[Collection entries]
[Start of section]
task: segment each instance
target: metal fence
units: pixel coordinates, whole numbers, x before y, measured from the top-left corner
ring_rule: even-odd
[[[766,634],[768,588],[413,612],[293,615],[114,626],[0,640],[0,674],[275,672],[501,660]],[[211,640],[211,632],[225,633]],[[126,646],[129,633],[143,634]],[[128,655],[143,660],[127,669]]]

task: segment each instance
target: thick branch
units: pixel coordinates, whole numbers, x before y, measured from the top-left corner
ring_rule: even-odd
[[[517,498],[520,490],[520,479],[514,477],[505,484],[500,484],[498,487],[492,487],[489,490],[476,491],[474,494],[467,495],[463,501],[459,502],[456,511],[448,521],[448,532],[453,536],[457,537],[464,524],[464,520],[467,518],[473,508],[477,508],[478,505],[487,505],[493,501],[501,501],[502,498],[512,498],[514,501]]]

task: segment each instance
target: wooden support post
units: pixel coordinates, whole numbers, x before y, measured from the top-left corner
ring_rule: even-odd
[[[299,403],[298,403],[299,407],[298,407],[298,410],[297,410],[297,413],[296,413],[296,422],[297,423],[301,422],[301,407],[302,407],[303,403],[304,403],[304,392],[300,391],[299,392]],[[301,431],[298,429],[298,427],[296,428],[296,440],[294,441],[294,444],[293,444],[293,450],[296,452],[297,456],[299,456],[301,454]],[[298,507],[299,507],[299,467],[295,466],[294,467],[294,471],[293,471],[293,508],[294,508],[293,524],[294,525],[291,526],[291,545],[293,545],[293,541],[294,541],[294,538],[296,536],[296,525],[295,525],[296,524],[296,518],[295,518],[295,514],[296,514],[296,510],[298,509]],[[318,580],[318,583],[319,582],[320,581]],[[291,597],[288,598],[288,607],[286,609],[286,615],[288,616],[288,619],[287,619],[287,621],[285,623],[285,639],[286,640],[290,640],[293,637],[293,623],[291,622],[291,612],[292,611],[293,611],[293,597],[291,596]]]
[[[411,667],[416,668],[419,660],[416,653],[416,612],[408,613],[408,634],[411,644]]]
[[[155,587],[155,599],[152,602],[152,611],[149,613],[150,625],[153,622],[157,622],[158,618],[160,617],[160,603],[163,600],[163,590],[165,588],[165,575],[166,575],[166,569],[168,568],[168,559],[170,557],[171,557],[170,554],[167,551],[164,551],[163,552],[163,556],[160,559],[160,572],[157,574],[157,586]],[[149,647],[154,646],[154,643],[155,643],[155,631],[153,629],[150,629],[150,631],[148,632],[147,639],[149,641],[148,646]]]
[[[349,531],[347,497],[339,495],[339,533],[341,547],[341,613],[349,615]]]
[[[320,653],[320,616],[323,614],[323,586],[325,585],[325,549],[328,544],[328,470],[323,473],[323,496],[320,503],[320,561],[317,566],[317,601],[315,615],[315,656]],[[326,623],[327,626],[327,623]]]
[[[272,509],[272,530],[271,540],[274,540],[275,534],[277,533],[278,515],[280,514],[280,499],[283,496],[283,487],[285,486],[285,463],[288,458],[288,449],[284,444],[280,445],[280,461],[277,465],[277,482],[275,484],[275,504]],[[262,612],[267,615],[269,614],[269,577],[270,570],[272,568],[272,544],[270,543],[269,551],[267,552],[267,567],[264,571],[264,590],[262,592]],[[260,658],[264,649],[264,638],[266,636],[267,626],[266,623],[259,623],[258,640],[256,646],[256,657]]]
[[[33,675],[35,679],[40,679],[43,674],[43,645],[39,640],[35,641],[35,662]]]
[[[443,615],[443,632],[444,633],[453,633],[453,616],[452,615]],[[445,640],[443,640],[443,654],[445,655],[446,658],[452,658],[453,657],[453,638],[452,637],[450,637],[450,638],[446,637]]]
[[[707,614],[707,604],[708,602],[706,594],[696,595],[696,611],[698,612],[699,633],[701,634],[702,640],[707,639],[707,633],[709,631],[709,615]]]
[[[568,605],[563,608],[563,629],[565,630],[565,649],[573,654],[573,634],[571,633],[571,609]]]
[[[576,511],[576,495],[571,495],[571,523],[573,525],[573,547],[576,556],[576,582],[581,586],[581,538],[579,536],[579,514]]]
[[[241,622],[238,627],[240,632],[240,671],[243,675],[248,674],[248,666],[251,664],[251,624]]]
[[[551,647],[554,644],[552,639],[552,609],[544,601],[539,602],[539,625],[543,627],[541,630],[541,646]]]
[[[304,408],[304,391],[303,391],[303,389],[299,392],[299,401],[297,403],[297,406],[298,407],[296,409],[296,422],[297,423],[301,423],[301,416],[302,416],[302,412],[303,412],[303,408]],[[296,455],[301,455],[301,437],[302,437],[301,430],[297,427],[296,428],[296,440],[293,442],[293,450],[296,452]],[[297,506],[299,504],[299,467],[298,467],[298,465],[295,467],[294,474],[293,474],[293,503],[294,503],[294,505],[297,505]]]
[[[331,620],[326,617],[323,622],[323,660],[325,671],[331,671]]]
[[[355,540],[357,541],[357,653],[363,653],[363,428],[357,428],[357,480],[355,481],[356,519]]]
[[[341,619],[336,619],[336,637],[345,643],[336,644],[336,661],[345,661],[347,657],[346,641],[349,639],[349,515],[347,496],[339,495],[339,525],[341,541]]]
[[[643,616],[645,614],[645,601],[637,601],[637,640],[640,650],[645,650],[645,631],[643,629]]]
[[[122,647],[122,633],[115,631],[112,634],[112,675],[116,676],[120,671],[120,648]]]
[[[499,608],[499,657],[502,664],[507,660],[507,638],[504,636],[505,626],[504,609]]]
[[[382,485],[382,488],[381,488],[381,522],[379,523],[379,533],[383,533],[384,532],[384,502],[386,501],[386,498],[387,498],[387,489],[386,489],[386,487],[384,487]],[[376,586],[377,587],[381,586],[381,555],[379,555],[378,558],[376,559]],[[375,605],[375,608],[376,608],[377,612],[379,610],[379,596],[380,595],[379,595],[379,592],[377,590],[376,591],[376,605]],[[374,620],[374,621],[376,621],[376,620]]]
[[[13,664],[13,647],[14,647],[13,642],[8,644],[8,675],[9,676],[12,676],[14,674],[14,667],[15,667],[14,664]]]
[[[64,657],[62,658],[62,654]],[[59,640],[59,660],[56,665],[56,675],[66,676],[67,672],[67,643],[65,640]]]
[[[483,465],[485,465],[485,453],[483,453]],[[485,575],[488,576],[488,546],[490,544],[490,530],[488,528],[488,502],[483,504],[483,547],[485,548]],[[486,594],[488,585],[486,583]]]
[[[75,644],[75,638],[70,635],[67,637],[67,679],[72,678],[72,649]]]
[End of section]
__TASK DETAILS__. Exact reproduction of every entry is needed.

__FINISHED EXERCISE__.
task: segment each instance
target: metal fence
units: pixel coordinates, whole numbers, x before y, measured from the top-left corner
ring_rule: even-odd
[[[766,634],[768,588],[413,612],[293,615],[114,626],[0,640],[0,674],[275,672],[501,660]],[[211,640],[211,632],[225,633]],[[126,646],[129,633],[143,634]],[[128,655],[143,660],[127,669]]]

task: segment each instance
target: thick branch
units: pixel coordinates, whole numbers, x before y, measured from the top-left corner
ring_rule: even-odd
[[[517,498],[520,490],[520,479],[514,477],[505,484],[500,484],[498,487],[492,487],[489,490],[476,491],[474,494],[467,495],[463,501],[459,502],[456,511],[448,521],[448,532],[453,536],[457,537],[464,524],[464,520],[467,518],[473,508],[477,508],[478,505],[487,505],[493,501],[501,501],[502,498],[512,498],[514,501]]]

task: segment each instance
target: wooden support post
units: pixel coordinates, whole numbers, x before y, measured from the top-left corner
ring_rule: even-odd
[[[299,403],[298,403],[299,407],[298,407],[298,410],[297,410],[297,413],[296,413],[296,422],[297,423],[301,422],[301,407],[302,407],[303,403],[304,403],[304,392],[300,391],[299,392]],[[301,431],[298,429],[298,427],[296,428],[296,440],[294,441],[294,444],[293,444],[293,450],[296,452],[297,456],[299,456],[301,454]],[[298,507],[299,507],[299,467],[295,466],[294,467],[294,471],[293,471],[293,508],[294,508],[293,524],[294,525],[291,526],[291,545],[293,545],[293,541],[294,541],[294,538],[296,536],[296,525],[295,525],[296,524],[296,518],[295,518],[295,514],[296,514],[296,510],[298,509]],[[318,580],[318,583],[319,582],[320,581]],[[291,597],[288,598],[288,607],[286,609],[286,615],[288,616],[288,619],[287,619],[287,621],[285,623],[285,639],[286,640],[290,640],[293,637],[293,623],[291,622],[291,612],[292,611],[293,611],[293,597],[291,596]]]
[[[411,667],[416,668],[419,660],[416,653],[416,612],[408,613],[408,634],[411,644]]]
[[[155,587],[155,599],[152,602],[152,611],[149,613],[150,625],[153,622],[157,622],[158,618],[160,617],[160,603],[163,600],[163,590],[165,588],[165,575],[166,575],[166,569],[168,568],[168,559],[170,557],[171,557],[170,554],[167,551],[164,551],[163,552],[163,556],[160,559],[160,572],[157,574],[157,586]],[[149,647],[154,646],[154,643],[155,643],[155,631],[153,629],[150,629],[150,631],[148,632],[147,639],[149,641],[148,646]]]
[[[349,531],[347,497],[339,495],[339,533],[341,547],[341,613],[349,615]]]
[[[320,653],[320,616],[323,614],[323,586],[325,585],[325,549],[328,544],[328,470],[323,473],[323,496],[320,503],[320,561],[317,566],[317,601],[315,615],[315,656]],[[326,623],[327,626],[327,623]]]
[[[272,509],[272,530],[271,540],[274,540],[275,534],[277,533],[278,515],[280,514],[280,499],[283,496],[283,487],[285,486],[285,463],[288,458],[288,449],[284,444],[280,445],[280,461],[277,465],[277,482],[275,484],[275,504]],[[262,612],[267,615],[269,614],[269,577],[270,570],[272,568],[272,544],[270,543],[269,551],[267,552],[267,567],[264,571],[264,590],[262,592]],[[260,658],[264,649],[264,638],[266,636],[267,626],[266,623],[259,623],[258,640],[256,646],[256,657]]]
[[[33,675],[35,679],[40,679],[43,674],[43,645],[39,640],[35,641],[35,662]]]
[[[443,615],[443,632],[444,633],[453,633],[453,616],[452,615]],[[445,640],[443,640],[443,654],[445,655],[446,658],[452,658],[453,657],[453,638],[452,637],[450,637],[450,638],[446,637]]]
[[[707,614],[707,604],[708,602],[706,594],[696,595],[696,611],[698,612],[699,633],[701,634],[702,640],[707,639],[707,633],[709,631],[709,615]]]
[[[568,605],[563,608],[563,629],[565,630],[565,649],[573,654],[573,634],[571,633],[571,609]]]
[[[576,511],[576,495],[571,495],[571,523],[573,525],[573,547],[576,556],[576,582],[581,586],[581,538],[579,536],[579,514]]]
[[[241,622],[238,627],[240,632],[240,671],[243,675],[248,674],[248,666],[251,664],[251,624]]]
[[[551,647],[554,644],[552,639],[552,609],[544,601],[539,602],[539,625],[543,627],[541,630],[541,646]]]
[[[304,408],[304,391],[303,391],[303,389],[299,392],[299,401],[297,403],[297,406],[298,407],[296,409],[296,422],[297,423],[301,423],[301,416],[302,416],[302,412],[303,412],[303,408]],[[296,455],[301,455],[301,437],[302,437],[301,430],[297,427],[296,428],[296,440],[293,442],[293,450],[296,452]],[[297,506],[299,504],[299,467],[298,467],[298,465],[295,467],[294,474],[293,474],[293,503],[294,503],[294,505],[297,505]]]
[[[331,620],[326,617],[323,622],[323,660],[325,671],[331,671]]]
[[[355,540],[357,541],[357,653],[363,653],[363,428],[357,428],[357,480],[355,481],[356,519]]]
[[[341,619],[336,619],[336,637],[345,643],[336,644],[336,661],[345,661],[347,657],[346,641],[349,639],[349,515],[347,496],[339,495],[339,525],[341,541]]]
[[[643,616],[645,614],[645,601],[637,601],[637,640],[640,650],[645,650],[645,631],[643,629]]]
[[[122,647],[122,633],[115,631],[112,634],[112,675],[116,676],[120,671],[120,648]]]
[[[499,608],[499,657],[502,664],[507,660],[507,638],[504,636],[505,626],[504,609]]]
[[[382,485],[382,488],[381,488],[381,522],[379,523],[379,533],[383,533],[384,532],[384,502],[386,501],[386,498],[387,498],[387,489],[386,489],[386,487],[384,487]],[[376,586],[377,587],[381,586],[381,555],[379,555],[378,558],[376,559]],[[375,605],[375,608],[376,608],[377,612],[379,610],[379,596],[380,595],[379,595],[379,592],[377,590],[376,591],[376,605]],[[374,620],[374,621],[376,621],[376,620]]]
[[[13,664],[13,647],[14,647],[13,642],[8,644],[8,675],[9,676],[12,676],[14,674],[14,667],[15,667],[14,664]]]
[[[64,657],[62,658],[62,654]],[[59,640],[59,660],[56,665],[56,675],[66,676],[67,672],[67,643],[65,640]]]
[[[483,465],[485,465],[485,453],[483,453]],[[485,575],[488,576],[488,546],[490,544],[490,530],[488,528],[488,502],[483,504],[483,547],[485,548]],[[486,594],[488,585],[486,583]]]
[[[75,644],[75,638],[70,635],[67,637],[67,679],[72,678],[72,649]]]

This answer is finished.